What to work on »
Every record below is to be retyped exactly, with any pictures left out.

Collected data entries
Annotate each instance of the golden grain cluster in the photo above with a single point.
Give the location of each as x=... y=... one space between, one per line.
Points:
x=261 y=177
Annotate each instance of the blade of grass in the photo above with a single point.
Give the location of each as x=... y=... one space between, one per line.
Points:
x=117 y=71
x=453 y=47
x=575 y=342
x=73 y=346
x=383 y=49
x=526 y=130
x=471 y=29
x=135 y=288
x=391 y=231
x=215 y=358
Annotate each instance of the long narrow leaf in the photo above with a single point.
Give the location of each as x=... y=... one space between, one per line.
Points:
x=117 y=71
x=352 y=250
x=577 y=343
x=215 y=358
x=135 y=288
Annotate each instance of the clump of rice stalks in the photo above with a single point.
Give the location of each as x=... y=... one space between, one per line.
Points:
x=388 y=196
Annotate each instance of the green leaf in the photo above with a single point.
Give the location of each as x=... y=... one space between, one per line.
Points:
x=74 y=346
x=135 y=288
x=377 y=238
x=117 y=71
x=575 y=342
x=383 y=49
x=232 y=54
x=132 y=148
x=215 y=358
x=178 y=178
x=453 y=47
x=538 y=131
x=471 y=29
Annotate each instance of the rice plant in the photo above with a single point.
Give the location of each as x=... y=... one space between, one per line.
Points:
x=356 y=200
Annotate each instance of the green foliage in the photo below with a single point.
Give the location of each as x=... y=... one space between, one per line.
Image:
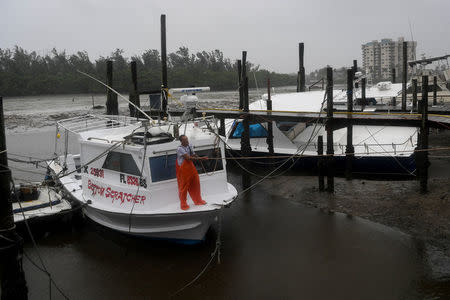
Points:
x=27 y=73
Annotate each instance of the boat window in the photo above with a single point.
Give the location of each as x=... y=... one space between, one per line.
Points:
x=210 y=165
x=163 y=167
x=256 y=130
x=121 y=162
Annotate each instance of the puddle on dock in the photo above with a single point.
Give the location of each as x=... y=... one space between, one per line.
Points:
x=271 y=248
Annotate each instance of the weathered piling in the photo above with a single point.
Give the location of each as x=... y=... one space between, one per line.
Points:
x=301 y=81
x=363 y=93
x=164 y=84
x=414 y=87
x=349 y=150
x=241 y=94
x=270 y=122
x=245 y=138
x=329 y=129
x=422 y=156
x=222 y=127
x=434 y=90
x=404 y=75
x=13 y=284
x=112 y=106
x=320 y=163
x=134 y=93
x=355 y=69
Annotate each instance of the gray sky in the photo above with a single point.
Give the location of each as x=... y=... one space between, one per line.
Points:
x=332 y=30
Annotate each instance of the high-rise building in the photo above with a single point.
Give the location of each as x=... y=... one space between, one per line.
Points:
x=380 y=57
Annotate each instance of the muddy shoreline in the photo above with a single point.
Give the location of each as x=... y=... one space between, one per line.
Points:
x=395 y=203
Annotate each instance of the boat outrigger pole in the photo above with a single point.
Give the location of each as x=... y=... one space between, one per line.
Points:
x=118 y=94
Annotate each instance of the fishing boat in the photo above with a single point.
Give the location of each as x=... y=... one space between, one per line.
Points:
x=124 y=177
x=378 y=149
x=34 y=202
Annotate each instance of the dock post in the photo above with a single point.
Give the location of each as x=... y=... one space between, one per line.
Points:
x=355 y=69
x=269 y=122
x=414 y=87
x=363 y=93
x=112 y=106
x=164 y=85
x=134 y=94
x=301 y=72
x=404 y=75
x=349 y=150
x=222 y=127
x=422 y=161
x=245 y=137
x=329 y=129
x=320 y=161
x=434 y=90
x=241 y=95
x=12 y=277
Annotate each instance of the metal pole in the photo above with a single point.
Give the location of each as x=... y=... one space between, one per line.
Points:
x=269 y=122
x=404 y=75
x=349 y=151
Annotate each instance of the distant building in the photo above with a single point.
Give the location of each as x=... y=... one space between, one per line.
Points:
x=380 y=57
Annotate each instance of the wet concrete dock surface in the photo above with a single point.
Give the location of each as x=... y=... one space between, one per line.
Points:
x=273 y=246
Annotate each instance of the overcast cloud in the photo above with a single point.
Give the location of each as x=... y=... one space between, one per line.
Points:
x=332 y=30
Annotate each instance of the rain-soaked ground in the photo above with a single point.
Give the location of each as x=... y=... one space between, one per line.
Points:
x=274 y=242
x=272 y=246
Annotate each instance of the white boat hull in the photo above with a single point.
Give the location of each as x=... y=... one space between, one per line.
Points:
x=192 y=226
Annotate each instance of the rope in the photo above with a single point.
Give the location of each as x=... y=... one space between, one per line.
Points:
x=44 y=268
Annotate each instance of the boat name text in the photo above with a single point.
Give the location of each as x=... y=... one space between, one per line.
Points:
x=115 y=195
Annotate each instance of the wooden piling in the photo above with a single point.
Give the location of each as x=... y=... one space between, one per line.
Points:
x=112 y=106
x=329 y=129
x=301 y=81
x=422 y=156
x=349 y=150
x=245 y=138
x=164 y=84
x=269 y=139
x=134 y=94
x=320 y=163
x=363 y=93
x=12 y=277
x=404 y=75
x=414 y=87
x=241 y=94
x=434 y=90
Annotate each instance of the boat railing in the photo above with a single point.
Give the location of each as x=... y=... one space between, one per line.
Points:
x=90 y=122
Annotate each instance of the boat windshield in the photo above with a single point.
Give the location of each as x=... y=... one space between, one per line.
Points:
x=121 y=162
x=163 y=167
x=256 y=130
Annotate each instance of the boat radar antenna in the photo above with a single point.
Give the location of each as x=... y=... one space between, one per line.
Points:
x=118 y=94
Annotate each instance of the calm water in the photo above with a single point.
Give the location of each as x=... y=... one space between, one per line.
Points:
x=272 y=248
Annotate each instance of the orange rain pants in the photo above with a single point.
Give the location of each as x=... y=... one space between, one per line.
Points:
x=188 y=181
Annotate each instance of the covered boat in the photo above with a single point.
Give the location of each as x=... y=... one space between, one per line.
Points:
x=124 y=176
x=378 y=149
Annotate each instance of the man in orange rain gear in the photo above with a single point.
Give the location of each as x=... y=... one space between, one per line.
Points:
x=187 y=176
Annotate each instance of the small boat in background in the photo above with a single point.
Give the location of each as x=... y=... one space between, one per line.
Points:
x=34 y=201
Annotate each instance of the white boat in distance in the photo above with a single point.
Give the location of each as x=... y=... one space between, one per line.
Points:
x=125 y=179
x=378 y=149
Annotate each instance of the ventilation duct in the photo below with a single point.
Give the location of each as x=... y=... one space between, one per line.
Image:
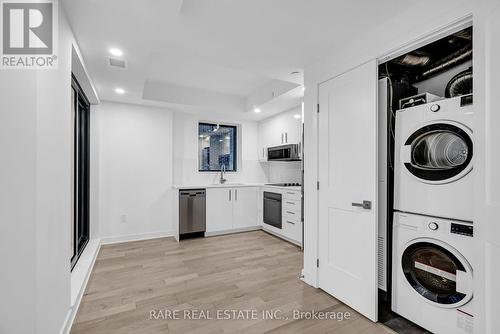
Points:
x=454 y=59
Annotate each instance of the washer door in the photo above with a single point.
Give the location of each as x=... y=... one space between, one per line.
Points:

Solution to this exercise »
Annotate each instance of the golden grain cluster in the photo above with a single point.
Give the location of each as x=... y=... one space between, one per line.
Points:
x=261 y=177
Annotate each instance of the blade of grass in the photo above with a single point.
Give the location of each as x=... y=... one space between, one per line.
Points:
x=117 y=71
x=453 y=47
x=575 y=342
x=73 y=346
x=383 y=49
x=526 y=130
x=471 y=29
x=135 y=288
x=391 y=231
x=215 y=358
Annotate each instance of the long narrow leaf in the photo above with a single point.
Give the location of each as x=... y=... one space between, one per line.
Points:
x=117 y=71
x=352 y=250
x=577 y=343
x=215 y=358
x=135 y=288
Annotate each instance of the clump of rice stalks in the photo above with a single point.
Give the location of each as x=... y=... one space between, one per line.
Points:
x=388 y=196
Annotate each instance of the green leaf in the photo above with a single point.
Give the location of each as x=... y=... one space between, one per line.
Points:
x=74 y=346
x=135 y=288
x=377 y=238
x=117 y=71
x=575 y=342
x=383 y=49
x=232 y=54
x=132 y=148
x=215 y=358
x=178 y=178
x=453 y=47
x=538 y=131
x=471 y=29
Annotate each instance of the rice plant in the photo above with a single point.
Give the location of each as x=... y=... one space between, one per line.
Points:
x=356 y=200
Annotate each instance of the green foliage in the photo below with a single point.
Give the location of each as x=... y=... one space between, one per line.
Image:
Points:
x=27 y=73
Annotate each instance of the boat window in the photo above with a single point.
Give the location of each as x=... y=... one space between, one per line.
Points:
x=210 y=165
x=163 y=167
x=256 y=130
x=121 y=162
Annotate each instance of the puddle on dock in the photo above with a single point.
Give the location of each as x=... y=... one space between, one per line.
Points:
x=271 y=248
Annotate each instance of the weathered piling in the photo above with a single point.
Give the location of each as x=... y=... one space between, one per line.
Points:
x=301 y=81
x=363 y=93
x=164 y=84
x=414 y=87
x=349 y=150
x=241 y=94
x=270 y=122
x=245 y=138
x=329 y=129
x=422 y=156
x=222 y=127
x=434 y=90
x=404 y=75
x=13 y=284
x=112 y=106
x=320 y=163
x=134 y=93
x=355 y=69
Annotate each instance of the gray sky in the photo above with a single point.
Give the location of each as x=... y=... one space between, one per line.
Points:
x=332 y=30
Annotate each instance of the high-rise building in the photo above with a single point.
Give the location of each as x=... y=... one space between, one per line.
Points:
x=380 y=57
Annotate each instance of the muddy shoreline in the photo above with a single point.
Give the location of each as x=... y=... one space between, one per line.
Points:
x=395 y=203
Annotate each instance of the boat outrigger pole in the photo above with a single point.
Give the location of each as x=... y=... one space between, one per line.
Points:
x=118 y=94
Annotate each instance of the fishing boat in the photo above with a single point.
Give the location of each as x=... y=... one space between, one per line.
Points:
x=124 y=177
x=378 y=149
x=34 y=202
Annotate each instance of the dock post in the photo above with a single point.
Give the location of each as x=... y=... one space between, one per line.
Points:
x=355 y=69
x=269 y=122
x=414 y=87
x=363 y=93
x=112 y=106
x=164 y=85
x=134 y=94
x=301 y=72
x=404 y=75
x=349 y=150
x=222 y=127
x=422 y=161
x=245 y=137
x=329 y=129
x=320 y=161
x=434 y=90
x=241 y=95
x=12 y=277
Annotate each instance of the metal pole in the photo above with a single point.
Give the location of each as x=... y=... one space between, one per line.
Points:
x=269 y=122
x=404 y=75
x=349 y=151
Annotate each instance of the distant building in the photo above with a single point.
Give the location of each as x=... y=... one space between, one per line.
Points:
x=380 y=57
Annotate each instance of the wet concrete dock surface in the photo above with a single point.
Give the location of each as x=... y=... one space between, one per line.
Points:
x=273 y=246
Annotate each instance of the overcast cloud in the photo above with a single point.
Give the location of each as x=... y=... one space between, one per line.
Points:
x=332 y=30
Annotate each instance of the rain-soaked ground in the photo above with a single point.
Give the location of each as x=... y=... one space between, one per line.
Points:
x=274 y=242
x=272 y=246
Annotate each instance of the white boat hull in the photo above with a single point.
Give the location of each as x=... y=... one space between, one per line.
Points:
x=192 y=226
Annotate each instance of the rope in the photo above with a single point.
Give the location of each as x=... y=... one space between, one per line.
Points:
x=44 y=268
Annotate each instance of the boat name text in the photo above with a single point.
Give the location of each as x=... y=... one space between, one per line.
Points:
x=115 y=195
Annotate each instance of the wooden piling in the photo above with a single point.
Give the location of each as x=... y=... one space between, one per line.
Points:
x=112 y=106
x=329 y=129
x=301 y=81
x=422 y=156
x=349 y=150
x=245 y=138
x=164 y=84
x=269 y=139
x=134 y=94
x=320 y=163
x=363 y=93
x=12 y=277
x=404 y=75
x=414 y=87
x=241 y=94
x=434 y=90
Annotate each instance of the boat railing in the photo above with a single point.
Give the location of each as x=... y=... one space between, one per line.
Points:
x=90 y=122
Annotate each instance of the boat windshield in the photo above with a single point.
Give the location of each as x=... y=... one space between, one per line.
Points:
x=121 y=162
x=163 y=167
x=256 y=130
Annotate each instance of the boat radar antenna in the photo above with a single point.
Give the location of each as x=... y=... one space between, one per line.
Points:
x=118 y=94
Annotate each instance of the calm water in the photo above with a single point.
Give the location of each as x=... y=... one space between, one per line.
Points:
x=272 y=248
Annotate each instance of the orange rain pants in the photo above with a single point.
Give the location of each as x=... y=... one space between, one per line.
Points:
x=188 y=181
Annotate each instance of the covered boat in the photo above with a single point.
Give the location of each as x=... y=... one space between, one per line.
Points:
x=124 y=176
x=378 y=149
Annotate each instance of the man in orange rain gear in the photo above with a single point.
Give the location of each as x=... y=... one space between, one per line.
Points:
x=187 y=176
Annotate each instance of the small boat in background in the photo above with a single point.
Give the location of each as x=... y=... one space between, one per line.
Points:
x=34 y=201
Annotate each instance of the white boat in distance in the photo above with a single point.
Give the location of each as x=... y=... one space between, one per line.
Points:
x=125 y=179
x=378 y=149
Annotate each instance of the ventilation duct in the photo below with a single point.
Give the location of each as x=... y=... one space between, one per line.
Image:
Points:
x=454 y=59
Annotate each instance of the washer door in the photo above with a single point.
Give the location of each as x=... y=... one space between, one per line.
Points:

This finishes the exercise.